◆ TASK DIRECTIONS
Lay out the lines below as a numbered list, leaving out any blank lines.
★ ★ ★ ★
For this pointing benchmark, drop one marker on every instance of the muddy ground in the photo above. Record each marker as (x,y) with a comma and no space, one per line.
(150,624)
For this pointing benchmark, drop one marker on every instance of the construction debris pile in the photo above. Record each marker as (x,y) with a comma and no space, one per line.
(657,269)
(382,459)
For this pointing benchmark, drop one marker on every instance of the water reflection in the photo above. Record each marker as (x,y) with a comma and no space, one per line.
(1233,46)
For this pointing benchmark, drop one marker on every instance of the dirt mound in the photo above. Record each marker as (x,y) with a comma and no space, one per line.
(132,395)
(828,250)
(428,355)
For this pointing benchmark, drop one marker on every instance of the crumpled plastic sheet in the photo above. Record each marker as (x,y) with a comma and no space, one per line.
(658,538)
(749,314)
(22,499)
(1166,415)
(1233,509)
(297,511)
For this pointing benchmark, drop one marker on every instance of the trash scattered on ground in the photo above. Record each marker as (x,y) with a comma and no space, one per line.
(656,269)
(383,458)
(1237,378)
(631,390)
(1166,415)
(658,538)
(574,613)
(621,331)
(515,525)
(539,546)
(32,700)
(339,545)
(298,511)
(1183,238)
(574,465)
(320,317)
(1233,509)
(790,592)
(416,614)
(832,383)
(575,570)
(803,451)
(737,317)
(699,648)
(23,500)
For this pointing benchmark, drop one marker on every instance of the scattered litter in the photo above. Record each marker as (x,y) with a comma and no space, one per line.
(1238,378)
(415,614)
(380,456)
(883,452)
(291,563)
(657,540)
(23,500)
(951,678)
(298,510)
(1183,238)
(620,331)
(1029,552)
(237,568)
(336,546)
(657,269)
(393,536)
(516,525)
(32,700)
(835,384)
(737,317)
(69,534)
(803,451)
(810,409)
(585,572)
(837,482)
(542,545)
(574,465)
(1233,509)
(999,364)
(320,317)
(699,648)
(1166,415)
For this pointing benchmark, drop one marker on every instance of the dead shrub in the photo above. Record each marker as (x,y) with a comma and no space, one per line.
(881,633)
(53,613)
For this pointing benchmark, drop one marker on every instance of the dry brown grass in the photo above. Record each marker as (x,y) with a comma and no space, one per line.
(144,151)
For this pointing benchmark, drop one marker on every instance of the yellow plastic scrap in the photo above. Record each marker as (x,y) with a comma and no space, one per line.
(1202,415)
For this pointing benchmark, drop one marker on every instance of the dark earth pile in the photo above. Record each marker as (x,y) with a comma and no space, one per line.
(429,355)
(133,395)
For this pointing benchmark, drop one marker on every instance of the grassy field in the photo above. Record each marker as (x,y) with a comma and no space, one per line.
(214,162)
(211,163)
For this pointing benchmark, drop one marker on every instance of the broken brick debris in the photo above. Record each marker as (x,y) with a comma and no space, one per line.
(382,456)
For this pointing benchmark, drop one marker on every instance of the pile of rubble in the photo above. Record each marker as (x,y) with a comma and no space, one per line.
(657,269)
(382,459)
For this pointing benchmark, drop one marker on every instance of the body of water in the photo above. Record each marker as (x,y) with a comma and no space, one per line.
★ ★ ★ ★
◆ ANSWER TO THE TASK
1. For this pointing benchmark, drop one marker on every instance of the muddy ground in the photo above. Record each marker as (x,y) with a comma and no space, one per line.
2. (150,624)
3. For this pointing benchmark, drop one marker on every instance of the construction debris pile in the photo above. Record each marker as (x,y) with a comma and no space, one per line.
4. (657,269)
5. (382,459)
6. For this pointing benchmark, drop one marker on every instance of the water reflection in the photo above. Record each marker as (x,y) with a comma and no space, one per line.
7. (1233,46)
8. For this pointing benchmark, drop one marker on every instance of the dirt mound in the photo above. Record each marker as (x,y) with a comma and no space, one per line.
9. (132,395)
10. (828,250)
11. (428,355)
12. For this pointing benchmark, drop one marker on every instance of the crumpled plastic sheet in the photo above. Record each marker as (x,y) with a comma and no space, one per line.
13. (658,538)
14. (749,314)
15. (22,499)
16. (1166,415)
17. (1233,509)
18. (297,511)
19. For this pointing benchmark, drop one marker on every instance of the trash scattered on ground in the photo above. Record each marker as (x,y) with a comma and no space, one per line.
20. (656,269)
21. (383,458)
22. (1237,378)
23. (631,390)
24. (1166,415)
25. (658,538)
26. (574,613)
27. (621,331)
28. (515,525)
29. (539,546)
30. (32,700)
31. (339,545)
32. (298,511)
33. (1183,238)
34. (574,465)
35. (320,317)
36. (1233,509)
37. (790,592)
38. (416,614)
39. (832,383)
40. (575,570)
41. (803,451)
42. (737,317)
43. (699,648)
44. (23,500)
45. For this pointing benchmark, drop one marker on every instance of the scattered litter in the photo above. Record each marker as (x,y) with a comma and no space, one per line.
46. (1238,378)
47. (415,614)
48. (380,456)
49. (883,452)
50. (291,563)
51. (657,540)
52. (23,500)
53. (951,678)
54. (298,510)
55. (1183,238)
56. (620,331)
57. (1029,552)
58. (237,568)
59. (336,546)
60. (657,269)
61. (393,536)
62. (516,525)
63. (32,700)
64. (835,384)
65. (737,317)
66. (69,534)
67. (803,451)
68. (810,409)
69. (585,572)
70. (837,482)
71. (542,545)
72. (574,465)
73. (1233,509)
74. (999,364)
75. (320,317)
76. (699,648)
77. (1166,415)
78. For this pointing benchmark, drop one marker on every instance of the dead shrub in the photo above. Record each marker as (x,y) with a comma and no space, one per line.
79. (881,633)
80. (53,613)
81. For this pointing benchmark, drop one marker on every instance of the dry brown grass in the photo above. Record each marker as (x,y) with a comma and no space, one per line.
82. (144,151)
83. For this pointing benchmark, drop one marker on every instance of the yellow plastic scrap in the photo above. Record each marker as (x,y) with a comma and no space, one per line.
84. (1202,415)
85. For this pointing benchmark, drop one marker on every instance of the dark earth pile in the photo above. Record each marker as (x,y) with a comma and no space, one per line.
86. (429,355)
87. (133,395)
88. For this pointing benchmark, drop one marker on every instance of the grassy field in the photo above. Record each marker as (x,y) with a comma and no space, one per line.
89. (214,162)
90. (211,163)
91. For this pointing benchmark, drop one marker on every instance of the broken brick debris in the photo above. Record each marker as (x,y) with a comma and no space, one per line.
92. (382,456)
93. For this pointing benchmark, drop one marker on every instance of the pile of rubble in the photo above. Record each marker as (x,y) with a comma and no space, one per line.
94. (657,269)
95. (382,459)
96. For this pointing benchmark, drop one marker on every instance of the body of water in the photo above. Record each marker as (x,y) with a comma and no space, one per line.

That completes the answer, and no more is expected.